Dataset excerpt:
● ● ● ●
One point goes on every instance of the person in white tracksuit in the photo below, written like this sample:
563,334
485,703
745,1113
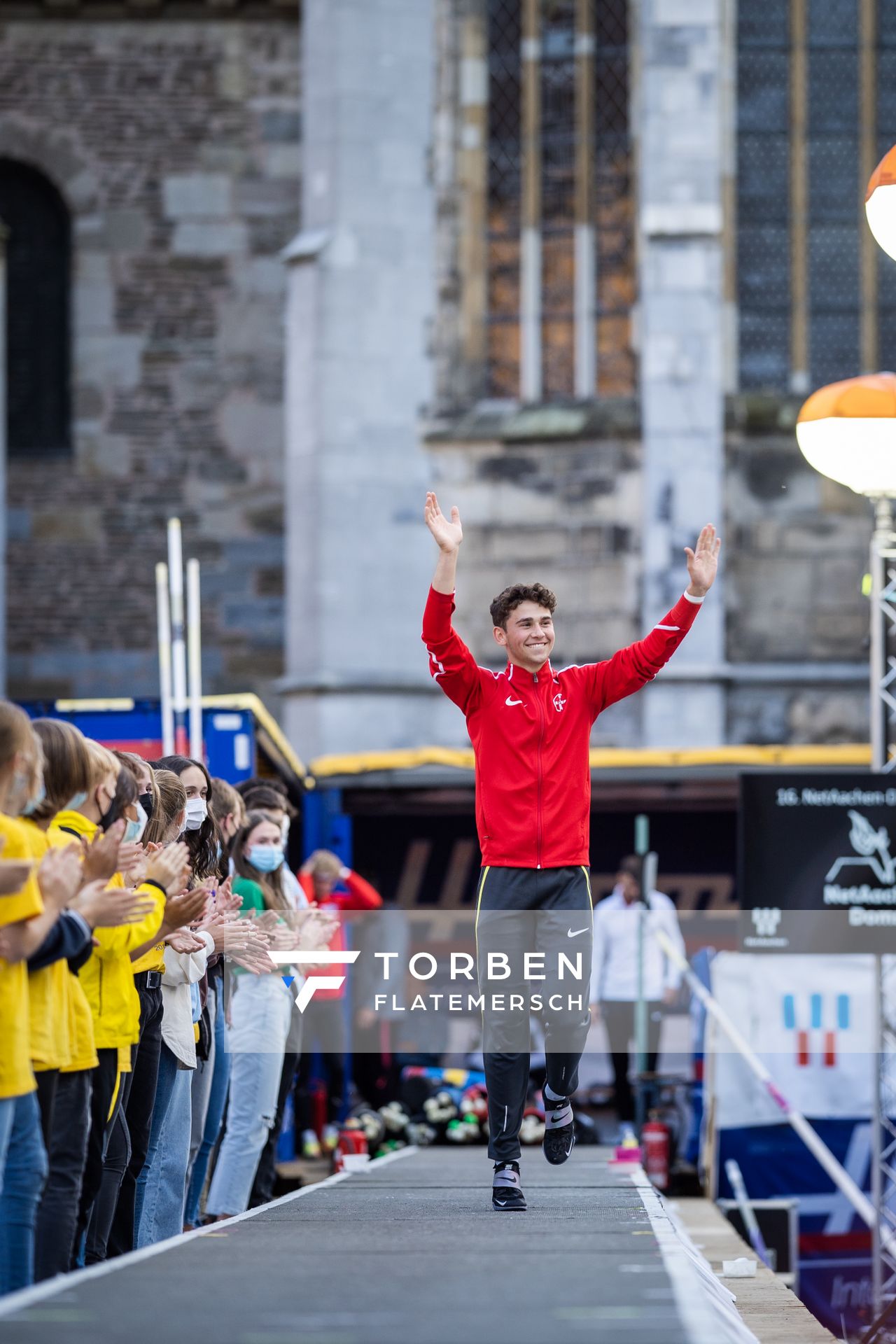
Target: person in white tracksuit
614,972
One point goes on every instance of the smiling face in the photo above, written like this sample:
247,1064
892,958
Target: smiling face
528,638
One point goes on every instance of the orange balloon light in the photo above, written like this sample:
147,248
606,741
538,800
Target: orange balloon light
848,432
880,203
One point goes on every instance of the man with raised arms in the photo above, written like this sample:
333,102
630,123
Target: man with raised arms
530,726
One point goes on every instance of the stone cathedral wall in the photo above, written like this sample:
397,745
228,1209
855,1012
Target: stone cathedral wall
176,148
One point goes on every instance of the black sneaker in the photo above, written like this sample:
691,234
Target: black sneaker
507,1195
559,1133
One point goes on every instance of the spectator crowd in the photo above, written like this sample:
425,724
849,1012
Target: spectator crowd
148,1042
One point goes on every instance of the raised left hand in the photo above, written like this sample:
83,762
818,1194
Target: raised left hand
703,562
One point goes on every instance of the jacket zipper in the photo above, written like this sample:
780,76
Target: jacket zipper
538,830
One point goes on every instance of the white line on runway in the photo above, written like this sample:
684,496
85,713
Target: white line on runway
66,1282
706,1306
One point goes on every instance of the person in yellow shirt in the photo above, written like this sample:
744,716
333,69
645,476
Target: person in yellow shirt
108,976
66,1112
26,917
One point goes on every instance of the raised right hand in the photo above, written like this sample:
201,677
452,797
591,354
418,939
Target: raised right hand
108,907
448,534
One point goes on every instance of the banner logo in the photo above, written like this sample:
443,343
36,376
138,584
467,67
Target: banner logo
766,920
315,958
874,847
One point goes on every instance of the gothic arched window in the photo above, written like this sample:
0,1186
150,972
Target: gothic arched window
38,311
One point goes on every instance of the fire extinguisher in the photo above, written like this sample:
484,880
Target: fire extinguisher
351,1140
654,1142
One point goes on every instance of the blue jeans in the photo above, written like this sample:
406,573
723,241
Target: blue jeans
160,1186
261,1015
24,1174
219,1065
7,1112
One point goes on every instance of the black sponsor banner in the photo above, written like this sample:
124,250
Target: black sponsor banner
817,862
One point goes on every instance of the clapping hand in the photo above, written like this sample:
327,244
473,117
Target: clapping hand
101,854
182,940
133,862
59,876
109,907
171,870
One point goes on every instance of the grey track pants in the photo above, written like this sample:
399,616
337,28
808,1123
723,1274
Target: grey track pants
533,934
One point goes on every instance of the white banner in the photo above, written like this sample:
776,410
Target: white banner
811,1019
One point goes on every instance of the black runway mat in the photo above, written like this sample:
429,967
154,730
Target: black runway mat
410,1253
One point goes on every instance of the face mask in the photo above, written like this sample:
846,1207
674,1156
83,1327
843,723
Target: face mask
197,813
109,815
134,830
33,804
265,857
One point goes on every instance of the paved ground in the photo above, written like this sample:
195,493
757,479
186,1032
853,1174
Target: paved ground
406,1253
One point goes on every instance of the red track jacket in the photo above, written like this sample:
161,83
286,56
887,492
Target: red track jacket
531,736
360,895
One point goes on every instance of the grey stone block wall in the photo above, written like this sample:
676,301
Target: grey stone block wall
176,148
362,295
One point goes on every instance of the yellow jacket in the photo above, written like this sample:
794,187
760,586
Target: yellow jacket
49,1016
83,1050
108,979
16,1077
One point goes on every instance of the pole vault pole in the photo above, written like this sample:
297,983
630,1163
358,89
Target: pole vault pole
195,662
178,648
820,1151
163,617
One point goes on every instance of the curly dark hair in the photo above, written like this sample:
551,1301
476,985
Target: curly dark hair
514,596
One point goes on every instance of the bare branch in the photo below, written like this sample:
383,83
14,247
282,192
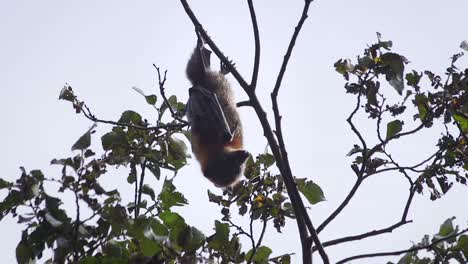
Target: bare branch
399,252
215,48
244,103
88,114
253,83
364,235
161,82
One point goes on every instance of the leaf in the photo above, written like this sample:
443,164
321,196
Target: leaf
149,247
171,220
194,239
394,128
221,237
24,253
85,140
151,99
67,94
4,184
394,75
462,120
148,191
261,255
155,170
130,117
354,150
446,228
464,45
169,197
115,138
310,190
462,244
266,159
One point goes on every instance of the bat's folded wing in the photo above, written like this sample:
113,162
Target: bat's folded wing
206,116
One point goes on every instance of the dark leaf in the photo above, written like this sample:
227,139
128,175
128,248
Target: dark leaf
394,128
261,255
310,190
130,117
84,141
149,191
396,66
24,253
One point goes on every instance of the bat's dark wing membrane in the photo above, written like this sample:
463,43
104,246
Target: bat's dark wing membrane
206,116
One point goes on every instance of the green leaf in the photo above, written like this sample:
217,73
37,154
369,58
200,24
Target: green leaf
464,45
67,94
283,259
177,148
221,237
462,120
115,138
171,219
130,117
24,253
89,260
394,128
170,197
4,184
149,247
266,159
149,191
310,190
261,255
462,244
151,99
194,239
396,68
84,141
446,228
155,170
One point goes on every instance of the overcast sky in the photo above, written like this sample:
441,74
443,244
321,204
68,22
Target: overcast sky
103,48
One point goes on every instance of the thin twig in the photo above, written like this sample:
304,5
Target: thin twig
285,172
359,178
213,47
88,114
140,189
253,83
292,190
364,235
161,82
244,103
399,252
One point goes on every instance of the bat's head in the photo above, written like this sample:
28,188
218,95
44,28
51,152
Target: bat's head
226,169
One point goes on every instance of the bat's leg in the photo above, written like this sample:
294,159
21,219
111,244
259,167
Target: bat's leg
224,69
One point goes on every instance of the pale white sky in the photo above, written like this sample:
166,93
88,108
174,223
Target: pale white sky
103,48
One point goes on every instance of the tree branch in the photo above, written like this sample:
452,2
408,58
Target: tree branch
364,235
399,252
161,82
253,83
215,48
297,203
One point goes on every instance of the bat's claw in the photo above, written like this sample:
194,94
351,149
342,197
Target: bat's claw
224,68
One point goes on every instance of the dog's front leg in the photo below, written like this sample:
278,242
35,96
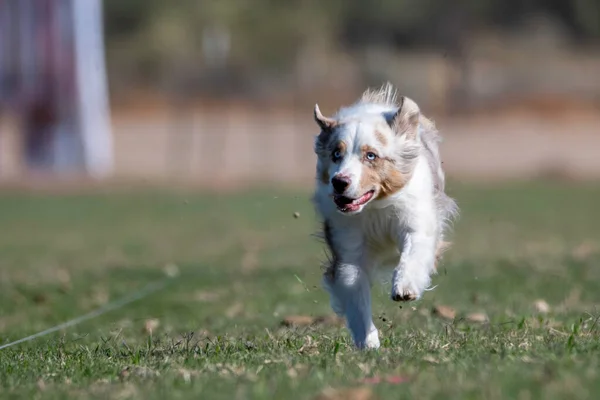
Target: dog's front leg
412,275
349,288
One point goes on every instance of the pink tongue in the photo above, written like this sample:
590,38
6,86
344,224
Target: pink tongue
361,199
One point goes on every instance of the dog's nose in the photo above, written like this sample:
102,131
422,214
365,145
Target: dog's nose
340,183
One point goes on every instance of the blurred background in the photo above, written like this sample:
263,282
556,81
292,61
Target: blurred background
221,92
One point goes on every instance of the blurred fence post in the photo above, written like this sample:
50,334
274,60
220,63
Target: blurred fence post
52,74
92,90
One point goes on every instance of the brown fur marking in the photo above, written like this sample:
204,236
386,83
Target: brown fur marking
381,173
381,138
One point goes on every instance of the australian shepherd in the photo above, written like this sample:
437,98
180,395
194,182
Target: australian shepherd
380,195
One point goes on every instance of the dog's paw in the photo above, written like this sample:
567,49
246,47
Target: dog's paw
371,342
408,288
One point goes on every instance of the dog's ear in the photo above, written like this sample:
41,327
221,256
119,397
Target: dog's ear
405,121
326,124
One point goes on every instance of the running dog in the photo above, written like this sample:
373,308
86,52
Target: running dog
380,196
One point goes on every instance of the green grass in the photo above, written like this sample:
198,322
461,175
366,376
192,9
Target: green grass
245,263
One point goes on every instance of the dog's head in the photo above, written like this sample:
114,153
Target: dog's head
367,152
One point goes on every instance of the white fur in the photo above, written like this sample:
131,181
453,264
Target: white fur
402,231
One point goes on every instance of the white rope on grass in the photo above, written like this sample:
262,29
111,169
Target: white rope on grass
123,301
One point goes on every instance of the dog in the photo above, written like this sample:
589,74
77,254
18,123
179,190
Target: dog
381,200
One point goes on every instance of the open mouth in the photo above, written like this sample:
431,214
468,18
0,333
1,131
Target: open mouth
346,204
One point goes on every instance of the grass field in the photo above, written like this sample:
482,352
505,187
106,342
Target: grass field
525,262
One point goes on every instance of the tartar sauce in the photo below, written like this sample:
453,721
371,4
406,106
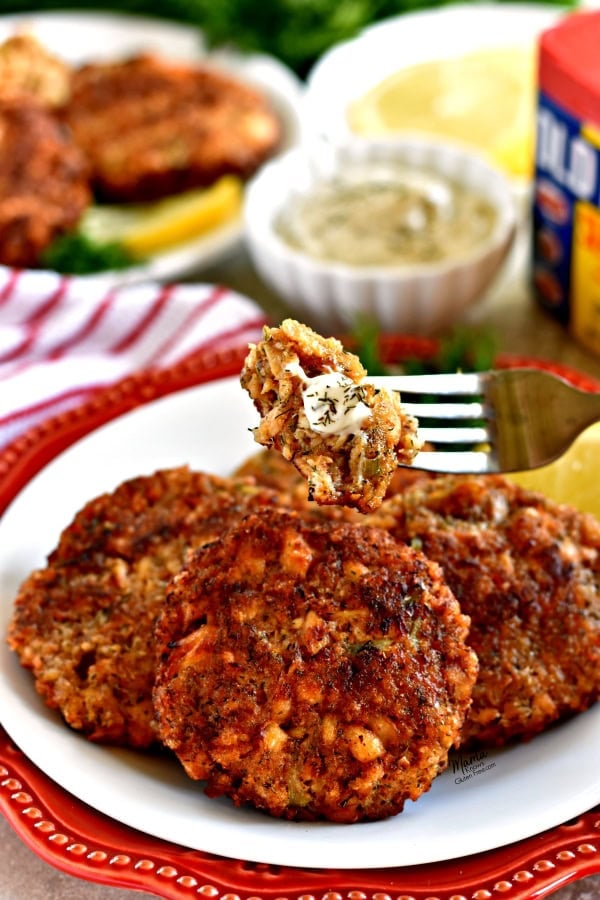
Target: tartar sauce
387,215
333,403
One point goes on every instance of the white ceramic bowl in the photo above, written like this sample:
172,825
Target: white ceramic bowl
420,298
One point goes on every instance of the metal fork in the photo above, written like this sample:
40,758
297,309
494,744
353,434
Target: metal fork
505,420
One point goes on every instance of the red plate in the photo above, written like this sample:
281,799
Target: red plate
82,842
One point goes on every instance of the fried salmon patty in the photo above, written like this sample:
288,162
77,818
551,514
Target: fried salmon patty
527,572
150,128
84,623
351,465
312,669
44,187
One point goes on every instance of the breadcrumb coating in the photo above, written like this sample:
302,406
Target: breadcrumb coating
312,669
351,467
84,623
526,571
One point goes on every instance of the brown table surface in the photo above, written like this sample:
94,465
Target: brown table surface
521,327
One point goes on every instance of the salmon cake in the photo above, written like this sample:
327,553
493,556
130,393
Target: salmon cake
83,624
44,187
314,670
150,128
526,571
345,437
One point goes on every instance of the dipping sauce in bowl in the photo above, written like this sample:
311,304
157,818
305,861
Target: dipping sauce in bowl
387,215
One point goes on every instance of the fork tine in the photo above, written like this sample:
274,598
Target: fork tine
455,383
446,435
473,462
443,410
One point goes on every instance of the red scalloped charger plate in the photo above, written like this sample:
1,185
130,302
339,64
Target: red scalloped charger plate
71,836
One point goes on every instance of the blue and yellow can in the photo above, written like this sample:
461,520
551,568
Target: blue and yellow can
566,203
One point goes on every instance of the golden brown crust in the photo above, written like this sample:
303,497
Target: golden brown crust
29,70
150,128
527,572
348,469
313,669
43,181
84,623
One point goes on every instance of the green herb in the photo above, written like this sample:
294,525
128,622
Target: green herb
461,349
78,254
296,31
366,334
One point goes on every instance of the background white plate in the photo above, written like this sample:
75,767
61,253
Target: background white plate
82,37
351,69
481,802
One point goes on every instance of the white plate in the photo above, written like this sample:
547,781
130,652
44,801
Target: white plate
349,70
82,37
482,801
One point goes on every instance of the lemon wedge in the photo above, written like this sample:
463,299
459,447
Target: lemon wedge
485,100
146,229
570,479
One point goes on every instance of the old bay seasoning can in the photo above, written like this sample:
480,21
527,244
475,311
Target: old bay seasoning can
566,205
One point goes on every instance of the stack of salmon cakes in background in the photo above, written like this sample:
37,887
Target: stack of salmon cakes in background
128,131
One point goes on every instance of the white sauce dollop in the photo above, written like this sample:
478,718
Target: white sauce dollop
333,403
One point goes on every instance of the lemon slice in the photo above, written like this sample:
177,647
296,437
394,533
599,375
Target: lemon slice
485,100
146,229
570,479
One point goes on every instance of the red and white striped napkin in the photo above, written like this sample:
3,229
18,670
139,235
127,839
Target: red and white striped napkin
62,339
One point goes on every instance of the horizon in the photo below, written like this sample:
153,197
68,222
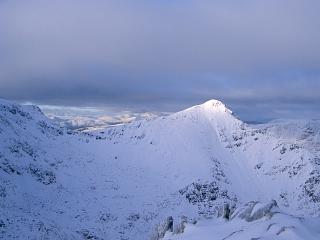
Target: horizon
260,58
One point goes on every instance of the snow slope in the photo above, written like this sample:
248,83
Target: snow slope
138,180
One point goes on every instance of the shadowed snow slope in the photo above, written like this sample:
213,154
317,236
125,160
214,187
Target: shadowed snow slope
139,180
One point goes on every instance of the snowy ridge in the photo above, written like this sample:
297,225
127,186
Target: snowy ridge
146,178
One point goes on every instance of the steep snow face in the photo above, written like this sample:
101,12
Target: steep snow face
252,221
136,181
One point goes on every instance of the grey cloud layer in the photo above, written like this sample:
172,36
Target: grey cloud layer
161,54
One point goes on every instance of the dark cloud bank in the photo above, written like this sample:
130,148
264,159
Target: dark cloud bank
260,57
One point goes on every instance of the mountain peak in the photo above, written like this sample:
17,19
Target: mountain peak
215,105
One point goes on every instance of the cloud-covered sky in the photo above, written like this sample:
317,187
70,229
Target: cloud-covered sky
262,58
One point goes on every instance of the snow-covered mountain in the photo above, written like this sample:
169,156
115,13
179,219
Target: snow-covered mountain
151,178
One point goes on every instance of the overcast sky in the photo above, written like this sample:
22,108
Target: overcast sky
262,58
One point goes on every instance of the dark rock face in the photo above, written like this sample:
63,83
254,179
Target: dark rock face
208,197
44,176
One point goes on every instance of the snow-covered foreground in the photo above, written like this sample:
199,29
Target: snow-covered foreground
269,225
141,180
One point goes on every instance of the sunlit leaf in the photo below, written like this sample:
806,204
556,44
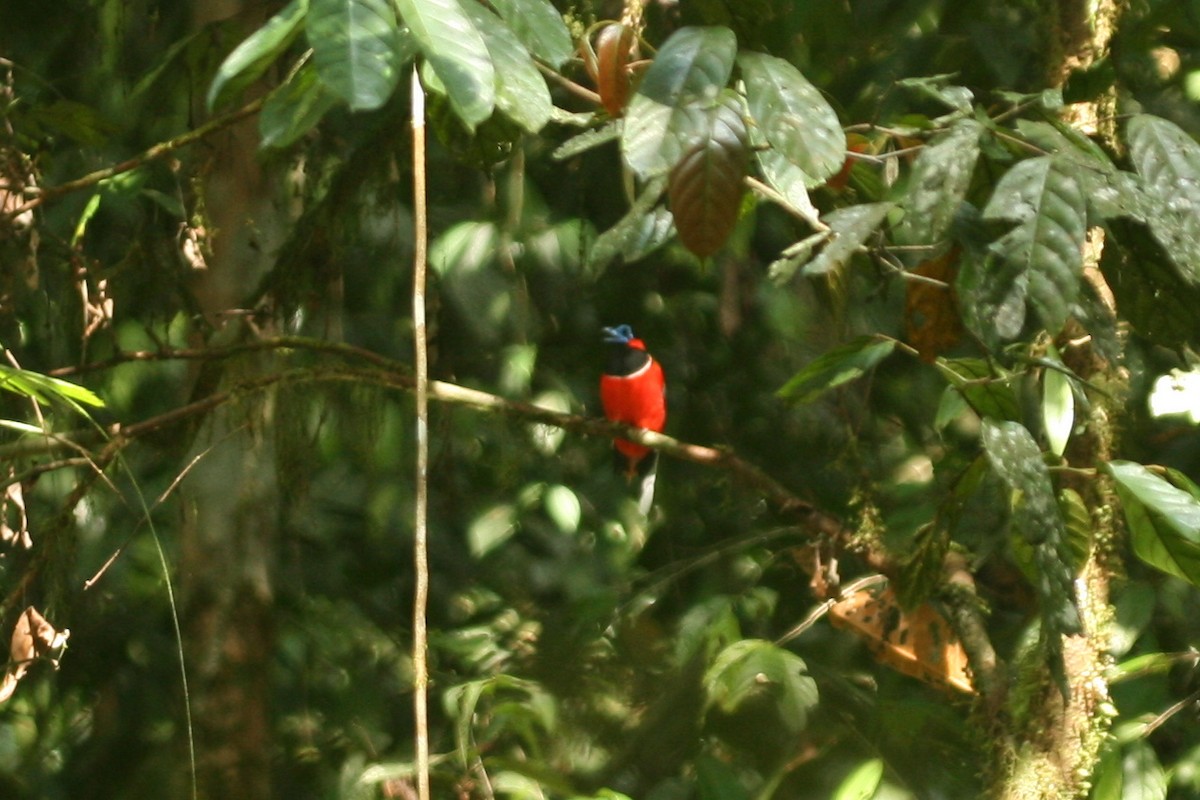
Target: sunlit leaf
1164,521
863,782
931,316
987,389
355,48
521,91
795,118
939,88
837,367
851,227
1045,247
587,140
717,779
563,506
941,176
706,186
1129,771
456,50
641,230
491,529
1168,160
753,668
247,61
689,71
1057,409
1037,522
46,389
539,26
294,108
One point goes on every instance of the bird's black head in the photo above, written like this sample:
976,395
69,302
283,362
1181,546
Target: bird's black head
618,335
627,354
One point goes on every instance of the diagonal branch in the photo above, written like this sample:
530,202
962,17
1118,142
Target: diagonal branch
145,156
348,364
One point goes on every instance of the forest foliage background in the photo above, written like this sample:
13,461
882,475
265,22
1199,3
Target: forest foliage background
922,276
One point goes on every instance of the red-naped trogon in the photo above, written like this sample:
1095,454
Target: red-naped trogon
633,390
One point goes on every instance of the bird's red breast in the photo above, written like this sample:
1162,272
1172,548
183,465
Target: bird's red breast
633,390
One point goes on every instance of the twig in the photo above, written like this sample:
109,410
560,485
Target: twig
420,525
150,154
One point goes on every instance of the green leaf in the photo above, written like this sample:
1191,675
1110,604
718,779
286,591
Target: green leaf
247,61
837,367
789,180
456,50
1045,247
1164,521
539,26
357,49
753,668
706,186
863,782
850,227
563,506
689,72
1014,456
643,229
1057,409
941,176
939,88
1168,160
793,115
587,140
491,529
294,108
521,91
46,389
1129,771
718,780
987,389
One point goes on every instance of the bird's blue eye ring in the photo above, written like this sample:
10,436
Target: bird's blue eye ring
618,335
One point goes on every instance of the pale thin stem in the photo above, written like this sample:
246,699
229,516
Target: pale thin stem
420,525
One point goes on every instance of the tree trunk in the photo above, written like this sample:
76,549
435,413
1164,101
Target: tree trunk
1051,745
229,494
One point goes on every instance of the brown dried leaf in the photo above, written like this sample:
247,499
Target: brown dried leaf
33,637
616,49
919,643
706,186
931,312
17,533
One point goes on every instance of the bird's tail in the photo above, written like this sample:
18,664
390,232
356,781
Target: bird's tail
645,483
640,474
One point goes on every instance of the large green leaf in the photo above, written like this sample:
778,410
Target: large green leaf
539,26
247,61
1164,521
753,668
294,108
706,186
1169,163
1036,519
941,176
46,389
645,228
850,228
837,367
687,76
987,388
355,46
456,50
521,91
793,116
1044,250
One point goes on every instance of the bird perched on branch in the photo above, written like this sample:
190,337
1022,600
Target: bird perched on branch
● ● ● ●
Beginning at the line that contains "One point goes on every instance of the tree trunk", retype each line of the listing up to and including the last one, exactly as it stands, and nothing else.

One point goes on every instance of the tree trunk in the photo above, written like this sample:
76,549
435,413
1164,101
Target: tree trunk
1051,745
229,494
One point goes on every instance of the brown dried leaf in the photo above, written like this sample:
247,499
Target: brown dried leaf
33,637
616,49
919,643
706,186
931,312
17,533
One point goes on every instance of the bird's tail in the photo above, written like this sample:
18,664
390,232
356,781
Target: bird's tail
645,483
640,474
One point goes on every instance of the large green leaf in the photo above, written like this sample:
778,410
Target: large green leaf
539,26
247,61
1164,521
753,668
294,108
706,186
1169,163
1036,519
941,176
46,389
645,228
850,228
837,367
687,76
987,388
355,46
456,50
521,91
793,116
1044,250
One point goes on every instance of the bird perched on branch in the photo above, written like this sample:
190,337
1022,600
Target: bird perched on branch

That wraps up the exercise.